● Page excerpt:
Trespassing Journal

CFP Issue 7

Call for Papers: Trespassing Borders

Issue Editor: Dr. Jamie Steele

In 2016, the arrivals of Trump as President of the USA, Brexit and the continuing Syrian migrant crisis have all re-focused attention to the drawing of (national) borders. Questions of sovereignty and national concerns have seemingly re-gained currency in populist discourse. Yet borders operate not only on a national level, existing symbolically, politically and ideologically in a constant state of flux, often being drawn and re-drawn over time. Crucially, as Higbee and Lim posit, ‘all border-crossing activities are necessarily fraught with issues of power’ (2010: 18). These imbalances of power between ‘centre/margin, insider/outsider’ (Higbee and Lim, 2010: 9) have become increasingly salient.

Representations of borders and border crossing have been consistently crucial in all forms of artistic production, with well-established traditions in Transnational Literature and Transnational Music. Whilst in cinematic terms, the turn to transnationalism has continued to steadily grow since (at least) the early 2000s in scholarship. According to Higson, national boundaries have the potential to ‘obscure the degree of cultural diversity, exchange and interpenetration that marks so much cinematic activity’ (2002: 64). Approaches to cinematic transnationalism are, therefore, underpinned by the fluidity of borders and the acts of border crossing (Higson, 2002; Ezra and Rowden, 2006; Higbee and Lim, 2010). Considering the theme of this issue, Lu aptly outlines that transnational cinema ‘implies the trespassing of national borders in the processes of investment, production, circulation, and consumption’ (2005: 222). However, borders are crossed in more than just an industrial context. Ezra and Rowden neatly pinpoint ‘(a)s some boundaries disappear, others spring up in their place. The drive to distinguish among groups never truly disappears; it just gets displaced periodically to reflect the shifting geopolitical landscape.’ (2006: 9).

● Provided material:
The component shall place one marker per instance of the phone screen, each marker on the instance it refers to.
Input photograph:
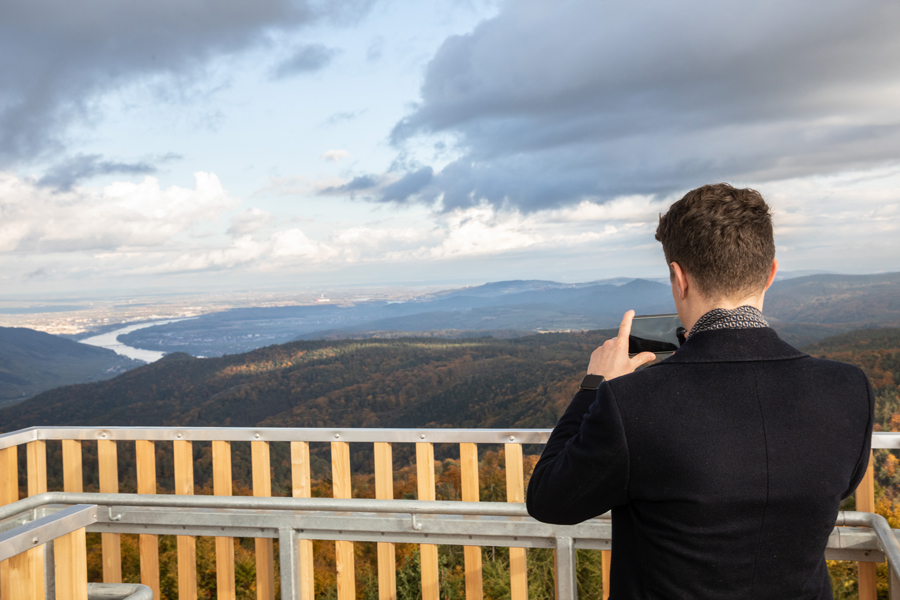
(660, 334)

● Task directions: Resume the call-for-papers text on trespassing borders, starting right after its last sentence.

● Exercise result:
Overall, this ‘Trespassing Borders’ issue seeks to explore and critically analyze the contemporaneous articulation of borders and in-between spaces in literature, film, television, and other forms of artistic and cultural productions.

Topics for consideration include (but not exclusive to):

  • Transnational/ National/ Regional articulations of borders
  • The representation of ‘state politics’ across borders
  • The production and reproduction of borders
  • Acts of Border crossing in literature, film and television
  • Production, distribution and exhibition across borders
  • Consumption/ Audience studies across borders
  • Representations of migrant and refugee camps
  • In-between spaces in literature, film and television
  • Migration and Mobility
  • Diasporic Communities

Please send a 500- 1000 word abstract with a very brief bio to editor@trespassingjournal.com or j.steele@bathspa.ac.uk with the title Borders.

Deadline for abstract submissions: June 30, 2017 by 12:00 pm

Works Cited:

Ezra, Elizabeth. and Rowden, Terry (2006), ‘What is Transnational Cinema?’ in Elizabeth Ezra and Terry Rowden (ed.) Transnational Cinema: The Film Reader, (London: Routledge), pp. 1-12.

Higbee, William. and Lim, Song Hwee (2010), ‘Concepts of transnational cinema: towards a critical transnationalism in film studies’, Transnational Cinemas 1 (1), pp. 7–21.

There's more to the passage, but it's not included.